Exercise instructions:
A. In the clock domain crossing thread, how many situations does the reply give for using clock domain crossing?
B. Please quote the part of the clock domain crossing thread that opens with the words containing "- when crossing between related domains, but with divisor" and closes with "a boundary cross.".

What is the reason behind clock domain crossing? When do I use it? Do I use it only when I am transferring data from one CLK to another?
Asked
Active
Viewed 96 times
-1
-
2What do you think? Can you ask a specific question? – Elliot Alderson May 04 '21 at 20:03
-
Do you understand what a clock domain is? – Marcus Müller May 04 '21 at 20:16
-
I do not really understand clock domain that's why I am asking. what is it for. to consider learning it – GOTLN TFT May 04 '21 at 20:44
-
You should be asking what a clock domain is first. This is a bit like asking why do borders exist when you have no idea what a country is. – DKNguyen May 05 '21 at 00:48
1 Answers
1
You use clock domain crossing in three situations:
- when crossing between unrelated clock domains (fully asynchronous)
- when crossing between related domains, but with large skew between them (synchronous, same clock, not phase aligned)
- when crossing between related domains, but with divisor (synchronous, divided clock)
The first case is intuitive: of course if the clocks are async it's a boundary cross.

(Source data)
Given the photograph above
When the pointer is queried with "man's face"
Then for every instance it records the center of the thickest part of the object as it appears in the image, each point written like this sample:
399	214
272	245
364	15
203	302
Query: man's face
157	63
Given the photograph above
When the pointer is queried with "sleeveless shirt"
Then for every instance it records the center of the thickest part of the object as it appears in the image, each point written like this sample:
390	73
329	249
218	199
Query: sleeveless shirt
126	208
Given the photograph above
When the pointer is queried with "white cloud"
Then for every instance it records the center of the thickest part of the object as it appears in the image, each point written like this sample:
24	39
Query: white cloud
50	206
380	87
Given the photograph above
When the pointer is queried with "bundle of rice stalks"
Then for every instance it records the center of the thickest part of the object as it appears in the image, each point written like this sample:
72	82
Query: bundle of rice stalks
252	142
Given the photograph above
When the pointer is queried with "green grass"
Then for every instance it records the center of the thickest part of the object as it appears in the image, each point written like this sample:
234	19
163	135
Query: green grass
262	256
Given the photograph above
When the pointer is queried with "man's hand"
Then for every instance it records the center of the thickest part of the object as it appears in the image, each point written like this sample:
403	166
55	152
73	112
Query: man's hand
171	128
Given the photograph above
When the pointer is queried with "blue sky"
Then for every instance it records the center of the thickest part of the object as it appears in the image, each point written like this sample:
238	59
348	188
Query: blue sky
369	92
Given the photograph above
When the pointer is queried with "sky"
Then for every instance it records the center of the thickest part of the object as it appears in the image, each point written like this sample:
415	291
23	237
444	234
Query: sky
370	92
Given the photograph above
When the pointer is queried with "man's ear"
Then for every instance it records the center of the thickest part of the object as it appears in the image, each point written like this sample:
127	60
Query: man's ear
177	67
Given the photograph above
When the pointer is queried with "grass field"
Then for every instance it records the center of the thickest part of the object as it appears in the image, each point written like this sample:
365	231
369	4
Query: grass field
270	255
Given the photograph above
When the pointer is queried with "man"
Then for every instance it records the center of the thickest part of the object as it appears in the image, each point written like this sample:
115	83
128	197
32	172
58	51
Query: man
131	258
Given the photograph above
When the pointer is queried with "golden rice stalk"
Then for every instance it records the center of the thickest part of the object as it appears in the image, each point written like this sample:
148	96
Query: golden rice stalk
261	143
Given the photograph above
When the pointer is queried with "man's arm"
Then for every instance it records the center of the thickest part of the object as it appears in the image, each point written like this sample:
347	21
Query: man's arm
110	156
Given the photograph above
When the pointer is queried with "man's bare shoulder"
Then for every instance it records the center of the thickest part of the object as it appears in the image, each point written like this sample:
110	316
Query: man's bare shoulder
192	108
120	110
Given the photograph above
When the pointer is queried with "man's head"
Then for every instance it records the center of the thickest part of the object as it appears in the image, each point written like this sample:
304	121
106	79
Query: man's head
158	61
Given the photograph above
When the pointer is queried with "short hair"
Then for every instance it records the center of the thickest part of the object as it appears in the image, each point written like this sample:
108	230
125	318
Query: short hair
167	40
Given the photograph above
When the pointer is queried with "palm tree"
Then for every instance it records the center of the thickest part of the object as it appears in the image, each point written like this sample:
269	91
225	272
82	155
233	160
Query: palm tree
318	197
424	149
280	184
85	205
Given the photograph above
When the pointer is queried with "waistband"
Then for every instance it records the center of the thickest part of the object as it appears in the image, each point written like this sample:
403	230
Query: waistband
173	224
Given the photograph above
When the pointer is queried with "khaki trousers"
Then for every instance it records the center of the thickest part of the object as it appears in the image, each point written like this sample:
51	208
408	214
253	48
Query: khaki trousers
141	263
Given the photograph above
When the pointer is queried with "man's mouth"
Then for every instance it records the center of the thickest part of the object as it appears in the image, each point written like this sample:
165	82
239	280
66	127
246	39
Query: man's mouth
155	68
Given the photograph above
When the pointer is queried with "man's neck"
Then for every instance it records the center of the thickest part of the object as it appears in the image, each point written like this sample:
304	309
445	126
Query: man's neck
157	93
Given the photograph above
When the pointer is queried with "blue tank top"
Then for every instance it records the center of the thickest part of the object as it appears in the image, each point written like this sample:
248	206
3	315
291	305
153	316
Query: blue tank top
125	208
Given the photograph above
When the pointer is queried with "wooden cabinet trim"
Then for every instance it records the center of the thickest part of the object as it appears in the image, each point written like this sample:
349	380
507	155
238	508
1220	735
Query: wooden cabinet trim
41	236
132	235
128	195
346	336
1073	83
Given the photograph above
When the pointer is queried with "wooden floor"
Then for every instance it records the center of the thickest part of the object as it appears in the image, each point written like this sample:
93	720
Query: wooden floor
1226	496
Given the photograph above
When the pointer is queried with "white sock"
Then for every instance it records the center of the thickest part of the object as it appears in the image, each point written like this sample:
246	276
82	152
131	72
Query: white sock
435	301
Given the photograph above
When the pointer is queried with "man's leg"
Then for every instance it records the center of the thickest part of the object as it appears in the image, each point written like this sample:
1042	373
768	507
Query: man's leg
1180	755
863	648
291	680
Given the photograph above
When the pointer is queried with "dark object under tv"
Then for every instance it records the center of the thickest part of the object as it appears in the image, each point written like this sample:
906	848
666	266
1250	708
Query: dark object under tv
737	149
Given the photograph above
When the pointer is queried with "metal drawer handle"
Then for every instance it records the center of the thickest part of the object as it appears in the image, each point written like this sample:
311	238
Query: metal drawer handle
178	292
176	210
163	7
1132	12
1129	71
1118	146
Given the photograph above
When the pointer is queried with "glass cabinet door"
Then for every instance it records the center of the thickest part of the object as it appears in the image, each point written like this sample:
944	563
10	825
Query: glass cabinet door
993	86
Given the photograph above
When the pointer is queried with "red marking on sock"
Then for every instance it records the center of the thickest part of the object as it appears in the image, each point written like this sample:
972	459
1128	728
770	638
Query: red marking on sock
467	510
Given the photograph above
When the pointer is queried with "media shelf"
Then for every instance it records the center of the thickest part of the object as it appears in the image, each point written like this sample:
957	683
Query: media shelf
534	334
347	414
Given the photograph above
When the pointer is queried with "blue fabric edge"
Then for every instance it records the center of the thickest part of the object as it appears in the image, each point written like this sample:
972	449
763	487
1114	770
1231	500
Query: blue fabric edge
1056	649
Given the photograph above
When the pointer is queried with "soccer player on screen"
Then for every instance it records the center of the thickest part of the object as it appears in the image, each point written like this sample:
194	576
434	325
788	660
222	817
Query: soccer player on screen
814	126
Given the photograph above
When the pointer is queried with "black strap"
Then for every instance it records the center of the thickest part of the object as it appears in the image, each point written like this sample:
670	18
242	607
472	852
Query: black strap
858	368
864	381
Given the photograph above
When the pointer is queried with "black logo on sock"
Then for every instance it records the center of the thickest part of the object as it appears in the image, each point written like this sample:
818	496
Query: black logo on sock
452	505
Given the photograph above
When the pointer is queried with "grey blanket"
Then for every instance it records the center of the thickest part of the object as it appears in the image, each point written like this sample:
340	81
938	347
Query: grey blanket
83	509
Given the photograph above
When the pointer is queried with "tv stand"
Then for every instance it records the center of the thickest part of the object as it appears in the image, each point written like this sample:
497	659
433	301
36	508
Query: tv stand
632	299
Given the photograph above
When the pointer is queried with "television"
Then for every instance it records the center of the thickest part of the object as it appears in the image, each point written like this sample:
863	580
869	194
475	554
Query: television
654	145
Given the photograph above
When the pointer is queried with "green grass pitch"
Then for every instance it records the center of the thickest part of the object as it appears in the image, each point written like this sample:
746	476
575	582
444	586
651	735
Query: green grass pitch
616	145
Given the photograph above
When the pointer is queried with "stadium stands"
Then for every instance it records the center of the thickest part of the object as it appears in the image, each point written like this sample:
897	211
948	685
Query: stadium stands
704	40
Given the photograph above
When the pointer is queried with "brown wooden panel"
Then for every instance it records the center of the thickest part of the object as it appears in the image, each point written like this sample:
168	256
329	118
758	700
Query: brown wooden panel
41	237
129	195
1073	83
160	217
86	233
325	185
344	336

Answers:
A. Three.

B.
- when crossing between related domains, but with divisor (synchronous, divided clock)
The first case is intuitive: of course if the clocks are async it's a boundary cross.